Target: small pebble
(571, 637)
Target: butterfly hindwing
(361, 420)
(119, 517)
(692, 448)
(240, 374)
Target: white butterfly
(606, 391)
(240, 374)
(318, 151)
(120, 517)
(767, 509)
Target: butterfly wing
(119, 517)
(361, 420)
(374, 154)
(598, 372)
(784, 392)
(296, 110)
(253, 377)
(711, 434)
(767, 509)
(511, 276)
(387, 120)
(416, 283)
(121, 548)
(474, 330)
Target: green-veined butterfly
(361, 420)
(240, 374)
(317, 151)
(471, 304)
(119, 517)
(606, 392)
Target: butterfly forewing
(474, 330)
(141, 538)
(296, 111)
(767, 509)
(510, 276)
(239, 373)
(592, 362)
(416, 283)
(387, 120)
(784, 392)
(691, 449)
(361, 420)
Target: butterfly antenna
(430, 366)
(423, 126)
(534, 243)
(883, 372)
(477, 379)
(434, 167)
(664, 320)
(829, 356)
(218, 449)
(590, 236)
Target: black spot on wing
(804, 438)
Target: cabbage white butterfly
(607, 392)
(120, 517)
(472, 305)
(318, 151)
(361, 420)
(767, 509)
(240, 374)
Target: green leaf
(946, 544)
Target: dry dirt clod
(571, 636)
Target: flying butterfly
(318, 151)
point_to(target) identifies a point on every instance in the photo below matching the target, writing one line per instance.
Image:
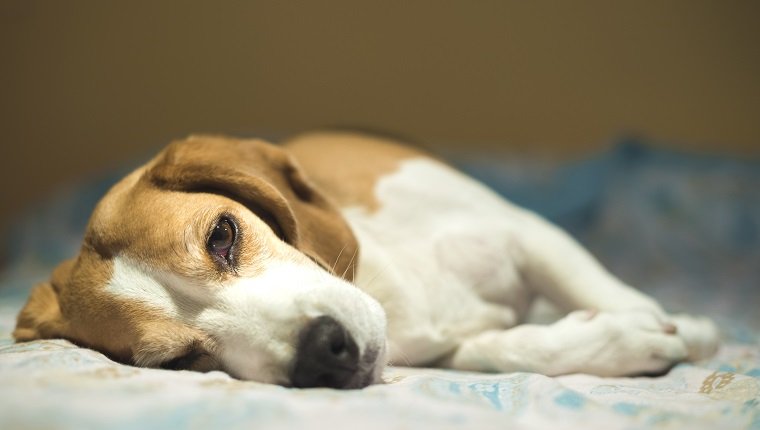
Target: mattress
(684, 228)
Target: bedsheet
(684, 228)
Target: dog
(316, 262)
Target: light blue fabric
(681, 227)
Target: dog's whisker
(350, 263)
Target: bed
(685, 228)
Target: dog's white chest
(438, 256)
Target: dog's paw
(700, 334)
(619, 343)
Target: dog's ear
(41, 317)
(267, 180)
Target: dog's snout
(327, 356)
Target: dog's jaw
(255, 321)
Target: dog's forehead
(143, 220)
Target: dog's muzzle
(328, 356)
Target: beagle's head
(218, 254)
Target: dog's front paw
(620, 343)
(700, 334)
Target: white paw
(699, 333)
(617, 343)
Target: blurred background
(87, 85)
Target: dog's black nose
(327, 355)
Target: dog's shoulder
(347, 165)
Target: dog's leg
(557, 267)
(604, 344)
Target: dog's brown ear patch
(266, 179)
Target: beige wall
(84, 84)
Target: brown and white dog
(317, 262)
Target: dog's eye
(221, 239)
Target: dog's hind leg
(604, 344)
(555, 266)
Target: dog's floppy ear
(41, 317)
(266, 179)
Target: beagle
(318, 261)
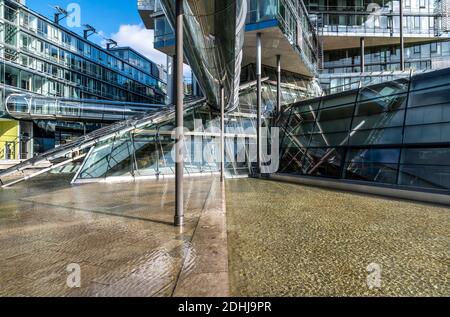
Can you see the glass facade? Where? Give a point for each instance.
(379, 17)
(148, 150)
(290, 15)
(47, 59)
(392, 133)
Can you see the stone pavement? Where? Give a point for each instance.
(120, 235)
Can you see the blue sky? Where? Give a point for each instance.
(116, 19)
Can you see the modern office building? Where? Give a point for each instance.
(392, 134)
(40, 57)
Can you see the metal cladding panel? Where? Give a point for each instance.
(214, 38)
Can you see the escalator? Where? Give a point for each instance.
(22, 106)
(77, 149)
(214, 39)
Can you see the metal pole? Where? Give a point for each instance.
(179, 99)
(278, 84)
(402, 40)
(258, 100)
(222, 134)
(363, 62)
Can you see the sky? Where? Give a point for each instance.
(115, 19)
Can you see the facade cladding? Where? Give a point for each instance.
(42, 58)
(341, 23)
(394, 133)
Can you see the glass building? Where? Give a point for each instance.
(361, 39)
(43, 58)
(393, 133)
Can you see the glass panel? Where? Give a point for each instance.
(325, 162)
(430, 114)
(430, 133)
(339, 100)
(425, 176)
(429, 97)
(384, 89)
(375, 165)
(377, 136)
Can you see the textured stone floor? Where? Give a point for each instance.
(291, 240)
(121, 236)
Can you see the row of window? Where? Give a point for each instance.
(82, 87)
(77, 45)
(367, 5)
(396, 133)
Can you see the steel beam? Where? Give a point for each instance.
(402, 40)
(179, 100)
(222, 134)
(278, 84)
(363, 60)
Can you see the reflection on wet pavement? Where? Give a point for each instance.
(292, 240)
(121, 236)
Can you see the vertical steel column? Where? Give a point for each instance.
(179, 99)
(278, 84)
(258, 100)
(363, 61)
(222, 134)
(402, 40)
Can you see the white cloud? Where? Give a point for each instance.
(141, 39)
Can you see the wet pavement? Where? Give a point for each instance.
(121, 237)
(292, 240)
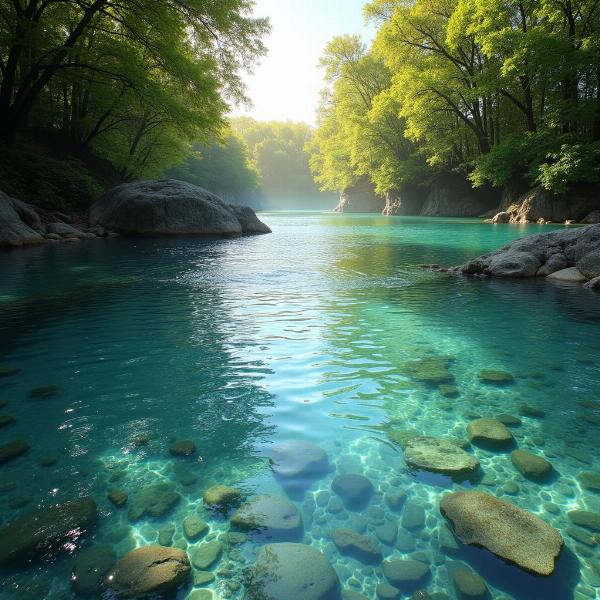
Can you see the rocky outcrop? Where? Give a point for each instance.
(538, 205)
(359, 198)
(20, 225)
(513, 534)
(170, 207)
(541, 254)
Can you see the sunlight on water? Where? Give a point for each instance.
(311, 333)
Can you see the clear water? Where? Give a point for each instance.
(240, 343)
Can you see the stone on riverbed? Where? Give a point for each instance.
(271, 516)
(58, 527)
(150, 571)
(221, 497)
(530, 465)
(153, 501)
(365, 549)
(504, 529)
(355, 490)
(489, 433)
(13, 450)
(295, 458)
(440, 456)
(90, 567)
(170, 207)
(291, 571)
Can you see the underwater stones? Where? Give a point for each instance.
(182, 448)
(221, 497)
(385, 591)
(354, 490)
(44, 392)
(89, 568)
(272, 516)
(585, 518)
(361, 547)
(440, 456)
(12, 450)
(508, 420)
(152, 501)
(531, 411)
(194, 527)
(118, 497)
(285, 571)
(47, 529)
(150, 571)
(206, 554)
(295, 458)
(6, 420)
(8, 371)
(589, 481)
(468, 585)
(431, 370)
(530, 465)
(489, 433)
(413, 516)
(495, 377)
(504, 529)
(406, 574)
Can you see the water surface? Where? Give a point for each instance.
(241, 343)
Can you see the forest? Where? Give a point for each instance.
(493, 89)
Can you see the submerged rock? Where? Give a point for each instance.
(149, 572)
(354, 490)
(495, 376)
(440, 456)
(530, 465)
(489, 433)
(58, 527)
(295, 458)
(540, 255)
(13, 450)
(153, 501)
(170, 207)
(291, 571)
(271, 516)
(221, 497)
(363, 548)
(506, 530)
(90, 567)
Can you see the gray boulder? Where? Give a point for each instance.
(539, 255)
(40, 531)
(292, 571)
(19, 223)
(170, 207)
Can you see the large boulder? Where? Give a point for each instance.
(150, 572)
(440, 456)
(170, 207)
(46, 530)
(540, 254)
(291, 571)
(506, 530)
(20, 225)
(271, 516)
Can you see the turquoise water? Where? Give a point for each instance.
(237, 344)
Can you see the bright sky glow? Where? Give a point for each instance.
(286, 85)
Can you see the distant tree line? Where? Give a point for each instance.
(496, 89)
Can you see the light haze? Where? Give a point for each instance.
(286, 85)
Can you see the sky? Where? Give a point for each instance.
(286, 83)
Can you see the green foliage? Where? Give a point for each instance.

=====

Rewrite all of the lines above with every "butterfly" changed to "moth" and nothing else altered, and leave out the pictures.

§ Result of the task:
Target: small pebble
(571, 637)
Target: moth hindwing
(361, 420)
(119, 517)
(692, 448)
(240, 374)
Target: white moth
(606, 391)
(240, 374)
(318, 151)
(120, 517)
(767, 509)
Target: moth wing
(119, 517)
(361, 420)
(374, 154)
(598, 372)
(784, 392)
(296, 110)
(253, 377)
(711, 434)
(767, 509)
(511, 276)
(387, 120)
(416, 283)
(121, 548)
(474, 330)
Target: green-veined moth
(361, 420)
(240, 374)
(317, 151)
(471, 304)
(119, 517)
(606, 392)
Target: moth forewing
(474, 330)
(141, 538)
(296, 111)
(767, 509)
(510, 276)
(239, 373)
(592, 362)
(416, 283)
(387, 120)
(784, 392)
(691, 449)
(361, 420)
Target: moth antenna
(430, 366)
(423, 126)
(534, 243)
(883, 372)
(477, 379)
(434, 167)
(664, 320)
(829, 356)
(218, 449)
(590, 236)
Target: black spot on wing
(804, 438)
Target: cabbage white moth
(607, 392)
(120, 517)
(472, 305)
(318, 151)
(361, 420)
(767, 509)
(240, 374)
Target: green leaf
(946, 544)
Target: dry dirt clod
(571, 636)
Target: flying moth
(318, 151)
point_to(target) identifies a point on every instance in the photo below matching the target, writing one line per instance.
Image:
Target: mattress
(684, 228)
Target: bedsheet
(684, 228)
Target: dog
(316, 262)
Target: light blue fabric
(681, 227)
Target: dog's whisker
(350, 263)
Target: bed
(685, 228)
Target: dog's white chest
(438, 256)
Target: dog's paw
(700, 334)
(619, 343)
Target: dog's ear
(41, 317)
(267, 180)
Target: dog's snout
(327, 356)
Target: dog's jaw
(255, 321)
Target: dog's forehead
(143, 220)
Target: dog's muzzle
(328, 356)
Target: beagle's head
(218, 254)
Target: dog's front paw
(620, 343)
(700, 334)
Target: white paw
(699, 333)
(617, 343)
Target: blurred background
(87, 85)
Target: dog's black nose
(327, 355)
Target: dog's shoulder
(347, 165)
Target: dog's leg
(557, 267)
(604, 344)
Target: dog's brown ear patch
(266, 179)
Target: beige wall
(84, 84)
Target: brown and white dog
(317, 262)
Target: dog's eye
(221, 239)
Target: dog's hind leg
(604, 344)
(555, 266)
Target: dog's floppy ear
(41, 317)
(266, 179)
Target: beagle
(318, 261)
Can you see the glass facade? Where? Give a point for each instance.
(379, 17)
(148, 150)
(290, 15)
(47, 59)
(392, 133)
Can you see the stone pavement? Where? Give a point for each instance.
(120, 235)
Can you see the blue sky? Where? Give a point for each instance.
(116, 19)
Can you see the modern office building? Where? Give a point for each instance.
(392, 134)
(40, 57)
Can you see the metal cladding panel? Where? Give a point for each instance.
(214, 38)
Can you see the escalator? Where? Give a point for each instance.
(22, 106)
(77, 149)
(214, 39)
Can you see the metal pole? Where? Give a point for each instance.
(179, 99)
(278, 84)
(402, 40)
(258, 100)
(222, 134)
(363, 62)
Can you see the sky? Where? Give a point for each instance.
(115, 19)
Can you see the facade cladding? Where? Give a point for each instance.
(42, 58)
(341, 23)
(394, 133)
Can you see the glass building? Where? Give a point for each instance.
(361, 39)
(43, 58)
(393, 133)
Can you see the glass panel? Where? Give a point for each instance.
(325, 162)
(430, 114)
(430, 133)
(339, 100)
(425, 176)
(429, 97)
(384, 89)
(375, 165)
(377, 136)
Can you see the textured stone floor? Where? Give a point for each instance.
(291, 240)
(121, 236)
Can you see the row of window? Where? Give a point for each instance.
(82, 87)
(77, 45)
(367, 5)
(396, 133)
Can you see the steel beam? Where? Give a point for each instance.
(402, 40)
(179, 100)
(222, 134)
(278, 84)
(363, 60)
Can you see the reflection on wet pavement? Where? Give a point for each instance.
(292, 240)
(121, 236)
Can you see the vertical steel column? Where? Give a point for each instance.
(179, 99)
(278, 84)
(258, 100)
(363, 61)
(222, 134)
(402, 40)
Can you see the white cloud? Where? Give a point for each instance.
(141, 39)
Can you see the wet pavement? Where? Give a point for each instance.
(121, 237)
(292, 240)
Can you see the rocky outcrop? Where? Give a point for each instance.
(538, 205)
(359, 198)
(20, 225)
(513, 534)
(170, 207)
(541, 254)
Can you see the sunlight on water? Where? Give a point for each instance.
(311, 333)
Can you see the clear water? Where? Give a point for each instance.
(240, 343)
Can you see the stone on riverbed? Where? Give a point for each instance.
(271, 516)
(58, 527)
(150, 571)
(221, 497)
(530, 465)
(153, 501)
(365, 549)
(504, 529)
(355, 490)
(489, 433)
(13, 450)
(295, 458)
(440, 456)
(90, 567)
(170, 207)
(291, 571)
Can you see the underwater stones? Where? Give a point for each instance.
(182, 448)
(221, 497)
(385, 591)
(354, 490)
(44, 392)
(89, 568)
(272, 516)
(585, 518)
(361, 547)
(440, 456)
(12, 450)
(508, 420)
(152, 501)
(531, 411)
(194, 527)
(118, 497)
(285, 571)
(47, 529)
(150, 571)
(206, 554)
(295, 458)
(6, 420)
(8, 371)
(589, 481)
(468, 585)
(431, 370)
(530, 465)
(489, 433)
(413, 516)
(495, 377)
(504, 529)
(406, 574)
Can you see the water surface? Where? Give a point for each instance.
(241, 343)
Can you see the forest? Where? Give a point for each instance.
(493, 89)
Can you see the submerged rock? Where? Give a point for each instance.
(149, 572)
(354, 490)
(495, 376)
(440, 456)
(530, 465)
(489, 433)
(58, 527)
(295, 458)
(540, 255)
(13, 450)
(153, 501)
(170, 207)
(291, 571)
(271, 516)
(221, 497)
(363, 548)
(506, 530)
(90, 567)
Can you see the gray boulder? Where? Give a point for each instance.
(539, 255)
(40, 531)
(292, 571)
(19, 223)
(170, 207)
Can you see the large boulder? Where? Give a point for each instance.
(150, 572)
(440, 456)
(170, 207)
(46, 530)
(540, 254)
(291, 571)
(506, 530)
(20, 225)
(271, 516)
Can you see the turquoise water? Where? Give a point for each instance.
(237, 344)
Can you see the bright sky glow? Where? Give a point for each instance.
(286, 85)
Can you see the distant tree line? Where? Give a point for each instance.
(496, 89)
Can you see the light haze? Where? Give a point for each instance.
(286, 85)
Can you see the sky? Where? Give a point for each instance.
(286, 83)
Can you see the green foliage? Where? Give a point for each instance.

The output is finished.